Records from a data collection
** Begin **

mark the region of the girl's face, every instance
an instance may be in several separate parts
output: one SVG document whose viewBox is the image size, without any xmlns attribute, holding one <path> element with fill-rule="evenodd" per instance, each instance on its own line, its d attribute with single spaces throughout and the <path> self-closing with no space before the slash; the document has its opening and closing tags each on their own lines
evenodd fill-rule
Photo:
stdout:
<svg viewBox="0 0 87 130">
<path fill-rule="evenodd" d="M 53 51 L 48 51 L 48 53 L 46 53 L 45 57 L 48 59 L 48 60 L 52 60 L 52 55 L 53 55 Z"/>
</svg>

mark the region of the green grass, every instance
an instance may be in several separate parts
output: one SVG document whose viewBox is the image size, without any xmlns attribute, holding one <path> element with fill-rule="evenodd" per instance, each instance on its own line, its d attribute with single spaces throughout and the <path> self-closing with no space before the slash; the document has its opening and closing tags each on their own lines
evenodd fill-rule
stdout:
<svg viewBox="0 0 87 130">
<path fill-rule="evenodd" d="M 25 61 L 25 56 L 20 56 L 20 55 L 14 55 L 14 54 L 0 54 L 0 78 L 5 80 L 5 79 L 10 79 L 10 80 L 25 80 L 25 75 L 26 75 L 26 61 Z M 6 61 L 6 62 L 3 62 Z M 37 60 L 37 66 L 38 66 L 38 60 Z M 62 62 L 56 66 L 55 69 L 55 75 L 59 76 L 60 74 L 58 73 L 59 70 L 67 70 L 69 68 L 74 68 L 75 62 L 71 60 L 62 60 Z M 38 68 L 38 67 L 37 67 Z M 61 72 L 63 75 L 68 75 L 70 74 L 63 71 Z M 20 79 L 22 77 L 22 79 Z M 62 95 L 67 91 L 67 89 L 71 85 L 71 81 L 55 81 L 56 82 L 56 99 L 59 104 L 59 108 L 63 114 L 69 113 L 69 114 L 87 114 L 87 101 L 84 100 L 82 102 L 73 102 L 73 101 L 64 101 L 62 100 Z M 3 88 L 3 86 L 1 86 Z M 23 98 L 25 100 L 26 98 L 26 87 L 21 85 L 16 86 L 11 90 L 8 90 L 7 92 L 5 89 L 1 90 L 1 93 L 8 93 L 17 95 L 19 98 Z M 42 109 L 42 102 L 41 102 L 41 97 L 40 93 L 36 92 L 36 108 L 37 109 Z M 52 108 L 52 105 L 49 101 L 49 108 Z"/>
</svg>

** End **

OBJECTIVE
Find every line in the listing above that contains the string "mark", treating uppercase and lowercase as different, and copy each of those lines.

COMPLETED EXERCISE
mark the region of the girl's face, every instance
mark the region of the green grass, every instance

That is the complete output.